**OBJECTIVE**.
Copy the listing below line for line, leaving every character as it is.

════════════════

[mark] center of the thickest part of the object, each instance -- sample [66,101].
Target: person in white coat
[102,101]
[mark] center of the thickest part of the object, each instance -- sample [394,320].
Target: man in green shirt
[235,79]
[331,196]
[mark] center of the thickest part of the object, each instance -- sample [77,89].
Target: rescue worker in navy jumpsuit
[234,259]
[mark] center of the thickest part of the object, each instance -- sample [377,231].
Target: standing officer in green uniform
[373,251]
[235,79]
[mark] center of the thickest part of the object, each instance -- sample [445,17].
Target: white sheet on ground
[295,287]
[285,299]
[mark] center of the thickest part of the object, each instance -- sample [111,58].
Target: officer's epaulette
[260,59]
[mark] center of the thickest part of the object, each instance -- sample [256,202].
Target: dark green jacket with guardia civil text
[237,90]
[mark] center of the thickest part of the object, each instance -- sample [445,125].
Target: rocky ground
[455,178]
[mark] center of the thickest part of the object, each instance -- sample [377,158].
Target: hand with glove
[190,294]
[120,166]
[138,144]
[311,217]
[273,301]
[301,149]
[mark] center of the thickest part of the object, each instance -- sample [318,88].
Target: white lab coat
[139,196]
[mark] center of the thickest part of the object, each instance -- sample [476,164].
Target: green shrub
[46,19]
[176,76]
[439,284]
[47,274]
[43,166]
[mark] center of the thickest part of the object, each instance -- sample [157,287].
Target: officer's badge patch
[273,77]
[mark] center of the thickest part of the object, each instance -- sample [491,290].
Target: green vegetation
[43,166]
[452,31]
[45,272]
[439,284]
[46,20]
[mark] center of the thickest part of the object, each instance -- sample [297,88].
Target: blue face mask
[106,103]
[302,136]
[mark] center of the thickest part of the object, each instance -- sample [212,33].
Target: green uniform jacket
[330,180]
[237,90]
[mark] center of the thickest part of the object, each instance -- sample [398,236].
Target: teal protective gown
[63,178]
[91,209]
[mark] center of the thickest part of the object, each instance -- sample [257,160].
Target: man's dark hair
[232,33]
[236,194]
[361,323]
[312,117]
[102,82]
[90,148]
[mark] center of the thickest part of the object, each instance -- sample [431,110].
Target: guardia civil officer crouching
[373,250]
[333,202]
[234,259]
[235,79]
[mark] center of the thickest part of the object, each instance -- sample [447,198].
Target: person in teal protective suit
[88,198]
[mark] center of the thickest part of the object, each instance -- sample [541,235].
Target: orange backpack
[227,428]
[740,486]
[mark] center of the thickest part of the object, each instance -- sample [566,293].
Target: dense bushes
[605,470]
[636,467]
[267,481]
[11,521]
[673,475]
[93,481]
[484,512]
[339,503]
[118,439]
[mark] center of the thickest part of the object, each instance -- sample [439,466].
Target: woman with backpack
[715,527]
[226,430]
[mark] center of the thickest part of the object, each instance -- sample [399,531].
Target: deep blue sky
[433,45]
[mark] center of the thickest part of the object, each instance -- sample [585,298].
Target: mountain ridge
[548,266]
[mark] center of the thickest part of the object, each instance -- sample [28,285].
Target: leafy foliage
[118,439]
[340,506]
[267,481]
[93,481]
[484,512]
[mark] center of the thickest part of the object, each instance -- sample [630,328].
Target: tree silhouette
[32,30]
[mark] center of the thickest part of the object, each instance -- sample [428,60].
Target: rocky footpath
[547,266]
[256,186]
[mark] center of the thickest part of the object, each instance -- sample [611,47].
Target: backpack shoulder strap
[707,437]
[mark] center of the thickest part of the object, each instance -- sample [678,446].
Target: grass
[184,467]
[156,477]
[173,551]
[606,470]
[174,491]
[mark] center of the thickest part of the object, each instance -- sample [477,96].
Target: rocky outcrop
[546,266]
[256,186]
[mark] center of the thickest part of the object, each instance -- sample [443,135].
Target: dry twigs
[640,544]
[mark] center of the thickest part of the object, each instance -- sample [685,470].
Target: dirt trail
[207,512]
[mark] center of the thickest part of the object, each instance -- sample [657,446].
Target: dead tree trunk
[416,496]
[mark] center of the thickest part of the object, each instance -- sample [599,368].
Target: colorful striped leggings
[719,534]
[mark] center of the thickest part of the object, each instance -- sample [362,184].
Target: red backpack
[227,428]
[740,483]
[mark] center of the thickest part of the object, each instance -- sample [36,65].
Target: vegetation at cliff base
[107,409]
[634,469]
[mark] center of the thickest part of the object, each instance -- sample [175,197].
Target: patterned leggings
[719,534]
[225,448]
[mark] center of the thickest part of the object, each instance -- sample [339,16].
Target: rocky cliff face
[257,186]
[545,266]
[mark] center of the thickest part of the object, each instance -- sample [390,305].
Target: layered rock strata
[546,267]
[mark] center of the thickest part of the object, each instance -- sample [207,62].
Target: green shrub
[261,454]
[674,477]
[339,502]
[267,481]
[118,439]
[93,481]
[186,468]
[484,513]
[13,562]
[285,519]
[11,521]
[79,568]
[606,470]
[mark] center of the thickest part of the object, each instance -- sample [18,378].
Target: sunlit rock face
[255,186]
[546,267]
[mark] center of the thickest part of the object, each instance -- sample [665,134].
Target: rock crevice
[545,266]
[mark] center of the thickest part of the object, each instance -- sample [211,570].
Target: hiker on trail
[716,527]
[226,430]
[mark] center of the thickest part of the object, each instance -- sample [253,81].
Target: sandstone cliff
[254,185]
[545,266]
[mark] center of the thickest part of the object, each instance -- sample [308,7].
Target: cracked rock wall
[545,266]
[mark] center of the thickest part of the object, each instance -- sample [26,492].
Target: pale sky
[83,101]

════════════════

**RESULT**.
[mark] center of the thickest part of the object, each instance -- sample [66,101].
Target: person in white coat
[102,101]
[mark] center of the thickest part of the object, each instance -- sample [394,320].
Target: man in green shirt
[235,79]
[331,196]
[mark] center of the thickest part of the object, each instance -- sample [77,89].
Target: rescue worker in navy jumpsuit
[234,259]
[mark] center of the thickest part of the object, each instance -- sample [377,231].
Target: standing officer in green uniform
[373,251]
[235,79]
[mark] center of the thickest part of the object, each instance -- sample [445,17].
Target: white sheet on ground
[295,287]
[285,299]
[mark] center of the thickest part of the object, each instance -- sample [111,58].
Target: officer's epaulette
[260,59]
[mark] center of the thickest part of the object, each instance -- sample [256,202].
Target: dark green jacket with guardia civil text
[237,90]
[mark] center of the thickest part of the object, each instance -- sample [445,125].
Target: rocky ground
[455,178]
[mark] center of the thickest part of the object, each instance -- sample [377,158].
Target: hand with glove
[190,294]
[120,166]
[138,144]
[311,217]
[273,301]
[301,149]
[mark] center of the thickest part of the object, each instance -- sample [318,88].
Target: white lab coat
[139,196]
[mark] center of the thickest part of the object, each instance -- sample [476,164].
Target: green shrub
[46,19]
[176,76]
[439,284]
[47,274]
[43,166]
[mark] center of the thickest part of the object, each instance -- sample [157,287].
Target: officer's badge patch
[273,77]
[mark] center of the thickest part of the object, each instance -- sample [491,290].
Target: green vegetation
[43,166]
[452,31]
[45,272]
[439,284]
[46,20]
[mark] center of the thickest part of the object, each instance -- sample [297,88].
Target: blue face mask
[106,103]
[302,136]
[mark] center of the thickest part of the object, each instance -- sample [212,33].
Target: green uniform jacket
[330,180]
[237,90]
[mark] center of the thickest part of the object, each instance -- sample [398,236].
Target: teal protective gown
[63,178]
[91,209]
[mark] center of the thickest part of the object, each instance -- sample [257,160].
Target: man's dark hair
[232,33]
[236,194]
[361,323]
[312,117]
[102,82]
[90,148]
[mark] center of the thickest part of the object, each instance -- sample [431,110].
Target: guardia civil officer crouching
[373,250]
[333,202]
[234,259]
[235,79]
[mark] center of the thickest part of the object, each instance -- sample [447,198].
Target: person in teal protective suit
[88,198]
[mark] center of the thickest part of the object, each instance -- sample [541,235].
Target: orange backpack
[227,428]
[740,486]
[mark] center of the thickest part of the object, each instance -- sample [566,293].
Target: dense bushes
[605,470]
[636,467]
[267,481]
[11,521]
[673,475]
[93,481]
[484,512]
[339,503]
[118,439]
[mark] center of the thickest part of the object, each instance -- sample [439,466].
Target: woman with backpack
[715,527]
[226,430]
[mark] center of the thickest part of the object, each instance -- sample [399,531].
Target: deep blue sky
[433,45]
[mark] center of the thickest part of the object, each instance -- sample [585,298].
Target: mountain ridge
[548,266]
[mark] center of the thickest part of the object, each instance -- sample [28,285].
Target: leafy foliage
[118,439]
[340,506]
[267,481]
[93,481]
[484,512]
[mark] center of the thickest part of the object, each instance -- sample [630,328].
Target: tree silhouette
[32,30]
[mark] center of the thickest part of the object, each instance -- sample [428,60].
Target: rocky footpath
[547,266]
[256,186]
[mark] center of the thickest part of the object, each instance -- sample [611,47].
Target: backpack shoulder strap
[707,437]
[mark] center of the thickest part of the object, each instance -- sample [678,446].
Target: grass
[184,467]
[156,477]
[173,551]
[606,470]
[174,491]
[mark] center of the thickest part of the object, each instance -- sample [477,96].
Target: rocky outcrop
[546,266]
[256,186]
[mark] center of the thickest part of the object, each instance -- sample [443,135].
Target: dry twigs
[640,544]
[mark] center of the thickest part of the object, each instance -- sample [685,470].
Target: dirt trail
[207,512]
[mark] center of the thickest part of the object, each instance -- sample [657,446].
Target: dead tree trunk
[416,496]
[mark] center of the thickest part of the object, each instance -- sample [599,368].
Target: colorful striped leggings
[719,534]
[mark] center of the thickest part of the object, each instance -- sample [362,184].
Target: red backpack
[227,428]
[740,483]
[mark] center of the thickest part of the object, each instance -- sample [36,65].
Target: vegetation at cliff base
[107,409]
[634,469]
[mark] center of the thickest part of the object, each instance -- sample [175,197].
Target: patterned leggings
[719,534]
[225,448]
[mark] center of the thickest part of the object, each instance -- sample [339,16].
Target: rocky cliff face
[257,186]
[545,266]
[mark] center of the thickest part of the object, each instance -- sample [390,305].
Target: layered rock strata
[546,267]
[mark] center of the thickest part of the object, each instance -- sample [207,62].
Target: green shrub
[261,454]
[674,477]
[339,502]
[267,481]
[118,439]
[93,481]
[186,468]
[484,513]
[13,562]
[285,519]
[11,521]
[79,568]
[606,470]
[mark] center of the thickest part of the object, each instance -- sample [18,378].
Target: sunlit rock face
[255,186]
[546,267]
[mark] center of the thickest part of the object, each instance -- sample [665,134].
Target: rock crevice
[545,266]
[mark] center of the thickest part of the object, each instance -- sample [211,570].
Target: hiker on trail
[716,527]
[226,430]
[mark] center of the thickest part of the object, each instance -- sample [253,81].
Target: sandstone cliff
[254,185]
[545,266]
[mark] center of the thickest part of the object, each instance -- sample [308,7].
Target: cracked rock wall
[545,266]
[mark] center of the thickest part of the object, each instance -- sample [26,492].
Target: pale sky
[83,101]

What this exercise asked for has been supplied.